▸ **Work to do**: Will you write out every one of the records below again, line for line and without changing a character?

▸ **Supplied data**:
══════════════════════════════

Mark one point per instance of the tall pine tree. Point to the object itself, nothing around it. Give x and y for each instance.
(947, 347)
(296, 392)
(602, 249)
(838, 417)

══════════════════════════════

▸ **Exercise result**:
Mark one point per instance of the tall pine tree. Point to the object itself, nothing around it. Give x and y for each instance.
(947, 347)
(296, 392)
(602, 249)
(838, 417)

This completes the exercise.